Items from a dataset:
========================================
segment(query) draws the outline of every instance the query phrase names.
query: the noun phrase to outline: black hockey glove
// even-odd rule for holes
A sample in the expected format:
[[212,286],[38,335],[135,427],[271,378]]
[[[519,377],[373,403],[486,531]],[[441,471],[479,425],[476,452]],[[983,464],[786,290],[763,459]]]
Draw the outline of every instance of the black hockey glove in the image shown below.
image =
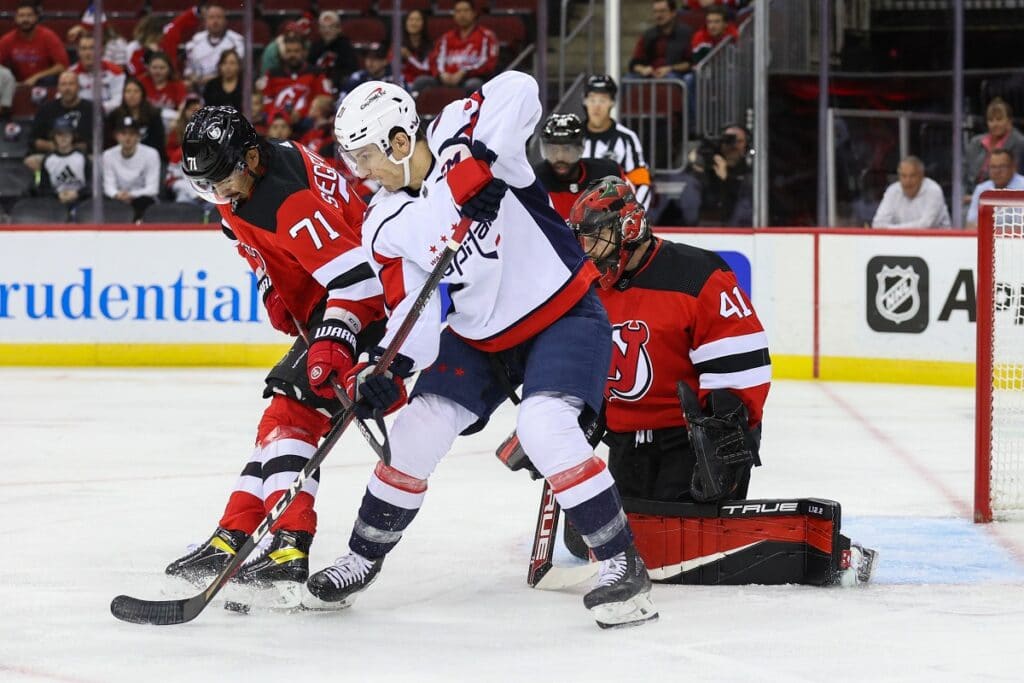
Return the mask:
[[715,390],[708,397],[708,415],[685,382],[677,388],[697,460],[690,495],[699,503],[727,499],[751,466],[761,464],[747,425],[747,408],[735,394]]
[[345,389],[355,402],[356,417],[366,420],[393,413],[405,405],[405,379],[412,375],[413,360],[397,354],[387,370],[373,374],[384,350],[370,352],[370,360],[353,367],[345,377]]
[[501,200],[508,191],[508,184],[501,178],[491,178],[477,194],[462,205],[462,215],[478,223],[490,223],[498,217]]
[[491,174],[491,164],[498,155],[480,140],[452,138],[441,145],[440,151],[452,145],[469,148],[470,158],[462,159],[448,171],[446,180],[455,203],[462,207],[462,215],[478,223],[490,223],[498,217],[501,200],[508,184]]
========================================
(WHAT TO DO)
Please copy out each line in the entries that mentions the string "outline".

(ANSWER SECTION)
segment(query) draws the outline of every instance the query phrase names.
query: the noun phrase to outline: black hockey glove
Draw the outline of every instance of the black hockey glove in the image shown below.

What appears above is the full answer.